#### Saved entries:
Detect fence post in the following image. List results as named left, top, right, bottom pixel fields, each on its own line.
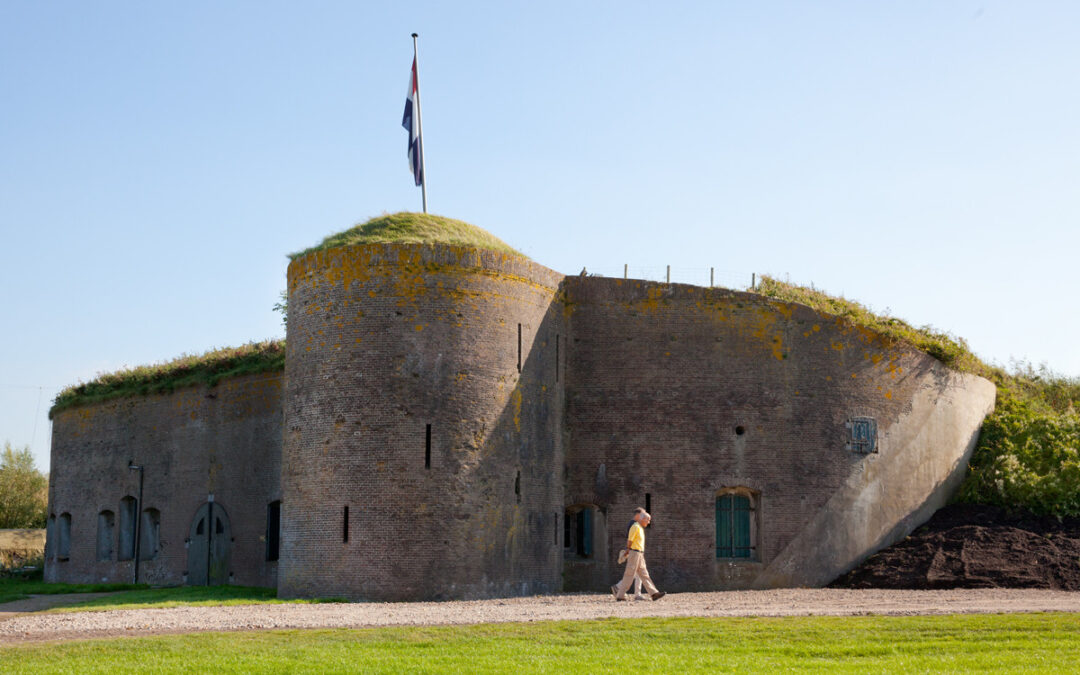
left=710, top=267, right=714, bottom=287
left=666, top=265, right=670, bottom=283
left=623, top=264, right=628, bottom=279
left=752, top=273, right=756, bottom=290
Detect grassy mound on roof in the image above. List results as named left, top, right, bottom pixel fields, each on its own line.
left=753, top=275, right=1080, bottom=517
left=49, top=340, right=285, bottom=418
left=752, top=275, right=985, bottom=374
left=290, top=212, right=524, bottom=260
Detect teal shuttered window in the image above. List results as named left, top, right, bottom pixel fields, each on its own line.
left=716, top=494, right=753, bottom=558
left=577, top=508, right=592, bottom=557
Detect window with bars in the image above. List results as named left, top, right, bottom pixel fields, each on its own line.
left=716, top=493, right=755, bottom=559
left=848, top=417, right=878, bottom=454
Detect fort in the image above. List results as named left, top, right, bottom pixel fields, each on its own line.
left=44, top=213, right=996, bottom=600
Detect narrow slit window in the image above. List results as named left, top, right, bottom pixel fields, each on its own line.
left=517, top=324, right=522, bottom=372
left=266, top=501, right=281, bottom=562
left=555, top=335, right=560, bottom=382
left=515, top=470, right=521, bottom=503
left=343, top=505, right=349, bottom=543
left=425, top=424, right=432, bottom=469
left=645, top=493, right=651, bottom=514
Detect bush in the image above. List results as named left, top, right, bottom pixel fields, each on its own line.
left=956, top=364, right=1080, bottom=517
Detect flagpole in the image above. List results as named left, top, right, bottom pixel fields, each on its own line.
left=411, top=33, right=428, bottom=213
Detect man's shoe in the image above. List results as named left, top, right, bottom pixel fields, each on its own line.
left=651, top=591, right=666, bottom=601
left=615, top=596, right=627, bottom=601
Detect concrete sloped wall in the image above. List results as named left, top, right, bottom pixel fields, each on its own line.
left=760, top=370, right=995, bottom=586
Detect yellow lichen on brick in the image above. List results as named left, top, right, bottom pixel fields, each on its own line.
left=771, top=334, right=784, bottom=361
left=512, top=389, right=522, bottom=432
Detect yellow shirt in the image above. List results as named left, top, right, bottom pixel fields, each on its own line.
left=628, top=522, right=645, bottom=552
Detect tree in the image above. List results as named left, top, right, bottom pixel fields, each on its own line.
left=272, top=289, right=288, bottom=329
left=0, top=442, right=48, bottom=529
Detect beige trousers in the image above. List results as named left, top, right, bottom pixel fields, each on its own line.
left=615, top=550, right=658, bottom=599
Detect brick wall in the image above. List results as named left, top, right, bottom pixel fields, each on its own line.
left=562, top=277, right=994, bottom=591
left=45, top=373, right=282, bottom=587
left=45, top=247, right=995, bottom=599
left=280, top=244, right=566, bottom=600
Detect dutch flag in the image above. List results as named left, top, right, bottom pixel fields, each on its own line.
left=402, top=57, right=423, bottom=187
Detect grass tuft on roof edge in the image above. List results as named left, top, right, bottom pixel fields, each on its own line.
left=49, top=340, right=285, bottom=418
left=289, top=212, right=525, bottom=260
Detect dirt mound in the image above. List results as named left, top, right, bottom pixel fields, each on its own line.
left=831, top=504, right=1080, bottom=590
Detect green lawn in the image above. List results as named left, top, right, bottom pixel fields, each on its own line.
left=0, top=580, right=341, bottom=612
left=46, top=585, right=344, bottom=612
left=3, top=613, right=1079, bottom=673
left=0, top=579, right=144, bottom=605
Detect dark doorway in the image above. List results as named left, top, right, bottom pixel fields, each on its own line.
left=187, top=501, right=232, bottom=585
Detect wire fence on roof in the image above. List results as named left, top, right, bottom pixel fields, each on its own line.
left=581, top=265, right=759, bottom=291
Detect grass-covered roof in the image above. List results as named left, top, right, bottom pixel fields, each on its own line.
left=290, top=212, right=524, bottom=260
left=49, top=340, right=285, bottom=418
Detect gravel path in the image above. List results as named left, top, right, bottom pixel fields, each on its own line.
left=2, top=588, right=1079, bottom=645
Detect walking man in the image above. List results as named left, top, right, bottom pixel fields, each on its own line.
left=612, top=509, right=665, bottom=601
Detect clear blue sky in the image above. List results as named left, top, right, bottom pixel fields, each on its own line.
left=3, top=2, right=1078, bottom=472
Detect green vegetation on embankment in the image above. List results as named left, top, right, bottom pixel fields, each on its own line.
left=0, top=578, right=145, bottom=605
left=289, top=212, right=525, bottom=260
left=49, top=340, right=285, bottom=418
left=3, top=614, right=1080, bottom=672
left=755, top=276, right=1080, bottom=517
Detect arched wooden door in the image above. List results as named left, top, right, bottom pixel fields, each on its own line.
left=187, top=501, right=232, bottom=585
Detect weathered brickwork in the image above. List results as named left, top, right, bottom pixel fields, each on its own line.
left=561, top=277, right=995, bottom=590
left=45, top=374, right=282, bottom=587
left=45, top=242, right=995, bottom=598
left=280, top=244, right=565, bottom=600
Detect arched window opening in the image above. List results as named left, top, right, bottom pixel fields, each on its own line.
left=57, top=513, right=72, bottom=561
left=140, top=508, right=161, bottom=560
left=97, top=510, right=115, bottom=561
left=716, top=488, right=759, bottom=560
left=118, top=496, right=137, bottom=561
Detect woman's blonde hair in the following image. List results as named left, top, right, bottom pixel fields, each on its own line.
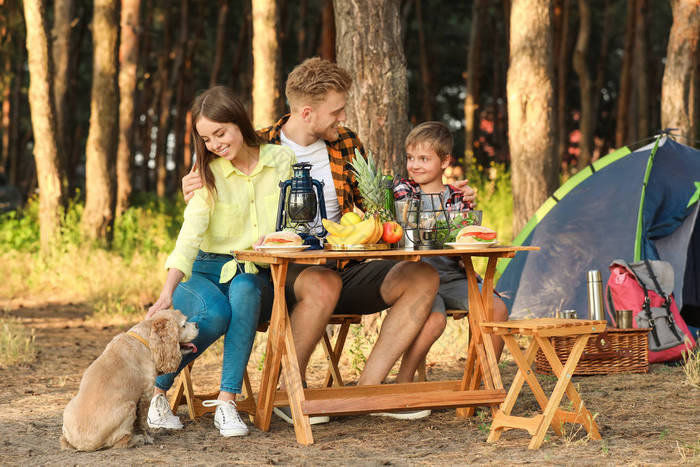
left=285, top=57, right=352, bottom=110
left=405, top=121, right=454, bottom=162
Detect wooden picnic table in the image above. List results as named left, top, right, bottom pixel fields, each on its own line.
left=234, top=245, right=538, bottom=444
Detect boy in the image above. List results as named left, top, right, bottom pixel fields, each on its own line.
left=392, top=122, right=509, bottom=386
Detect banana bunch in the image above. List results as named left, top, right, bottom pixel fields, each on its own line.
left=323, top=215, right=383, bottom=245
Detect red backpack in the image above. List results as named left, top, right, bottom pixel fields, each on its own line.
left=606, top=259, right=696, bottom=363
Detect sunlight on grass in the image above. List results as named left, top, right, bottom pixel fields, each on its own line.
left=681, top=345, right=700, bottom=389
left=0, top=314, right=37, bottom=368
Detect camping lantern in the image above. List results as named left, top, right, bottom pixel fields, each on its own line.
left=276, top=162, right=328, bottom=240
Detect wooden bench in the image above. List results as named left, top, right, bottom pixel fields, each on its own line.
left=170, top=314, right=362, bottom=420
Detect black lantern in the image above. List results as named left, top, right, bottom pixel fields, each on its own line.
left=276, top=163, right=328, bottom=244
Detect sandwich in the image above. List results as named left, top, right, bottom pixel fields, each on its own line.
left=262, top=231, right=303, bottom=246
left=455, top=225, right=497, bottom=245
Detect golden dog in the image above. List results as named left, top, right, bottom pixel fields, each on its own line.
left=61, top=309, right=198, bottom=451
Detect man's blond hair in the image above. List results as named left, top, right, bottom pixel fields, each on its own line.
left=405, top=121, right=453, bottom=161
left=285, top=57, right=352, bottom=110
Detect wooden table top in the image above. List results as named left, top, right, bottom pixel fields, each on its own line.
left=234, top=245, right=539, bottom=264
left=481, top=318, right=607, bottom=337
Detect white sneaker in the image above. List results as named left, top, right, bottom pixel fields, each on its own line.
left=371, top=409, right=432, bottom=420
left=202, top=400, right=249, bottom=437
left=147, top=393, right=183, bottom=430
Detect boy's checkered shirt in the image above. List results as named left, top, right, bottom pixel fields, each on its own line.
left=392, top=178, right=470, bottom=212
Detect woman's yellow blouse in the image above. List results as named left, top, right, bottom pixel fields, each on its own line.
left=165, top=143, right=296, bottom=283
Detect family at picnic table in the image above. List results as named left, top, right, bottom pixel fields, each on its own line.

#### What needs to be done:
Give back every record precisely as it stands, without the images.

#### Expected output:
Detect fence post in the following image. List results as named left, top, right, bottom pixel fields, each on its own line.
left=710, top=267, right=714, bottom=287
left=666, top=265, right=670, bottom=283
left=623, top=264, right=628, bottom=279
left=752, top=273, right=756, bottom=290
Detect grassy mound on roof in the image above. List results as named left, top, right, bottom pixel fields, each on its own line.
left=753, top=275, right=1080, bottom=517
left=49, top=340, right=285, bottom=418
left=752, top=275, right=985, bottom=374
left=290, top=212, right=524, bottom=260
Detect teal shuttered window in the image above. List results as named left, top, right, bottom pixel fields, each on its own line.
left=716, top=494, right=753, bottom=558
left=577, top=508, right=592, bottom=557
Detect window with bars in the image above. List results as named left, top, right, bottom pixel fields, each on its own line.
left=716, top=493, right=755, bottom=559
left=848, top=417, right=878, bottom=454
Detect fort in the image above. List results as named left, top, right, bottom pixel fields, each on its own line.
left=44, top=213, right=996, bottom=600
Detect narrow slit window in the image above. List results as named left, top, right, bottom pixel fields, each on its own line.
left=517, top=324, right=522, bottom=372
left=266, top=501, right=281, bottom=562
left=555, top=335, right=560, bottom=382
left=515, top=470, right=521, bottom=503
left=343, top=505, right=349, bottom=543
left=425, top=424, right=432, bottom=469
left=645, top=493, right=651, bottom=514
Detect bush in the image above. List results as named left, top, right, bottom pixel fields, each on its own line.
left=956, top=364, right=1080, bottom=517
Detect flagpole in the image above. List results as named left, top, right, bottom pixel fields, each on its own line.
left=411, top=33, right=428, bottom=213
Detect man's shoe in the image above. List results as named left, top, right, bottom pixel fields, each on its own line.
left=651, top=591, right=666, bottom=601
left=615, top=596, right=627, bottom=601
Detect concrete sloped wall in the image above. List results as named left, top, right, bottom pixel fields, each on its own line.
left=760, top=370, right=995, bottom=586
Detect yellow lichen on brick in the image above. List results as named left, top, right, bottom pixel fields, each on its own line.
left=771, top=334, right=784, bottom=361
left=512, top=389, right=522, bottom=432
Detect yellow shirt in the image above. List results as named left, top, right, bottom pixel fields, each on its own line.
left=628, top=522, right=645, bottom=552
Detect tree in the image above. List results as named left, top, right, bottom pixel fields, each on its own line.
left=272, top=289, right=288, bottom=329
left=0, top=442, right=48, bottom=529
Detect beige trousers in the image above. List results as named left, top, right, bottom pixel fields, each on its own line.
left=615, top=550, right=658, bottom=599
Detect brick wall in the image above. List results as named left, top, right, bottom pixel fields, each on its own line.
left=562, top=277, right=994, bottom=591
left=45, top=373, right=282, bottom=587
left=45, top=247, right=995, bottom=599
left=280, top=244, right=566, bottom=600
Detect dutch flag in the image above. List results as named left, top, right, bottom pixel fields, each on its own line.
left=402, top=57, right=423, bottom=187
Detect grass tuft on roof edge in the image above. List results as named left, top, right, bottom pixel fields, each on its own line.
left=49, top=340, right=285, bottom=418
left=289, top=212, right=525, bottom=260
Detect dirt mound in the image above. List results as named left, top, right, bottom pixel fields, each on its own line.
left=831, top=504, right=1080, bottom=590
Detect green lawn in the image above. List results as named left, top, right, bottom pixel fields, each on its own line.
left=0, top=580, right=341, bottom=612
left=46, top=585, right=344, bottom=612
left=3, top=613, right=1079, bottom=673
left=0, top=579, right=144, bottom=605
Detect dark doorway in the image above. List results as named left, top, right, bottom pixel fields, each on its own line.
left=187, top=501, right=232, bottom=585
Detect wire fence on roof in the image above. List results as named left, top, right, bottom pixel fields, each on its own line.
left=581, top=265, right=759, bottom=291
Detect grass-covered roof in the image above. List results as named left, top, right, bottom pixel fields, each on its own line.
left=290, top=212, right=524, bottom=260
left=49, top=340, right=285, bottom=418
Detect gravel path in the image above. List results as named left, top, right, bottom pixel fields, each on its own line.
left=2, top=588, right=1079, bottom=645
Detect walking man in the image above. List results as named left, top, right, bottom pixel fields, each on its own line.
left=612, top=509, right=665, bottom=601
Detect clear blue sky in the image above. List results as named left, top, right, bottom pixel fields, each on its own line.
left=3, top=2, right=1078, bottom=472
Detect green vegetation on embankment in the image above. List results as named left, top, right, bottom pixel fields, each on its own line.
left=0, top=578, right=145, bottom=605
left=289, top=212, right=525, bottom=260
left=49, top=340, right=285, bottom=418
left=3, top=614, right=1080, bottom=672
left=755, top=276, right=1080, bottom=517
Detect arched wooden door in the image above. List results as named left, top, right, bottom pixel fields, each on its own line.
left=187, top=501, right=232, bottom=585
Detect weathered brickwork in the image above. List results as named left, top, right, bottom pixel fields, each on its own line.
left=561, top=277, right=995, bottom=590
left=45, top=374, right=282, bottom=587
left=45, top=242, right=995, bottom=598
left=280, top=244, right=565, bottom=600
Detect arched window opening in the image above. List results as named left, top, right, bottom pixel fields, each on its own line.
left=57, top=513, right=72, bottom=561
left=140, top=508, right=161, bottom=560
left=97, top=510, right=115, bottom=561
left=716, top=488, right=759, bottom=560
left=118, top=496, right=137, bottom=561
Detect woman's blonde hair in the following image. List results as named left, top, right, bottom pixel fields, each on its own line.
left=285, top=57, right=352, bottom=110
left=405, top=121, right=454, bottom=162
Detect wooden picnic table in the image above. List results as named left, top, right, bottom pixel fields, each on its own line.
left=234, top=245, right=538, bottom=444
Detect boy in the image above. List results as named left, top, right, bottom pixel fields, each on its own line.
left=392, top=122, right=509, bottom=386
Detect banana bunch in the image above. List results as named left, top, right, bottom pixel fields, each on its own line.
left=323, top=215, right=383, bottom=245
Detect red backpack in the image above. List results as named left, top, right, bottom pixel fields, each on its own line.
left=606, top=259, right=696, bottom=363
Detect sunlight on grass in the image above. List results as named left, top, right, bottom pixel fields, each on its own line.
left=681, top=345, right=700, bottom=389
left=0, top=314, right=37, bottom=368
Detect camping lantern in the image above. List results as named left, top, right, bottom pixel fields, each on its own line.
left=276, top=162, right=328, bottom=240
Detect wooden bench in the image above. List results as named left, top, right, bottom pixel fields, each on its own line.
left=170, top=314, right=362, bottom=420
Detect black lantern in the image above. List results as named left, top, right, bottom pixel fields, each on its own line.
left=276, top=163, right=328, bottom=244
Detect sandwich in the image above. List results as named left, top, right, bottom pixel fields, each on its own line.
left=262, top=231, right=303, bottom=246
left=455, top=225, right=497, bottom=245
Detect golden dog in the image above. List results as named left, top, right, bottom pixel fields, each on its own line.
left=61, top=309, right=198, bottom=451
Detect man's blond hair in the image above. List results as named left, top, right, bottom pixel fields, each on its own line.
left=405, top=121, right=453, bottom=161
left=285, top=57, right=352, bottom=110
Detect wooden table top in the image above. List results as named left, top, right, bottom pixel fields, each on its own line.
left=234, top=245, right=539, bottom=264
left=481, top=318, right=607, bottom=337
Detect white sneaker in the image above. List results as named left, top, right, bottom pixel fields, each on its own line.
left=371, top=409, right=432, bottom=420
left=202, top=400, right=249, bottom=437
left=147, top=393, right=183, bottom=430
Detect boy's checkered shirt in the image above. List results as named left, top, right, bottom pixel fields, each on its own line.
left=392, top=178, right=470, bottom=212
Detect woman's yellow blouse in the image above. List results as named left, top, right, bottom pixel fields, each on its own line.
left=165, top=143, right=296, bottom=283
Detect family at picnic table in the image above. List results as named left, top, right, bottom pixel fields, each on its own line.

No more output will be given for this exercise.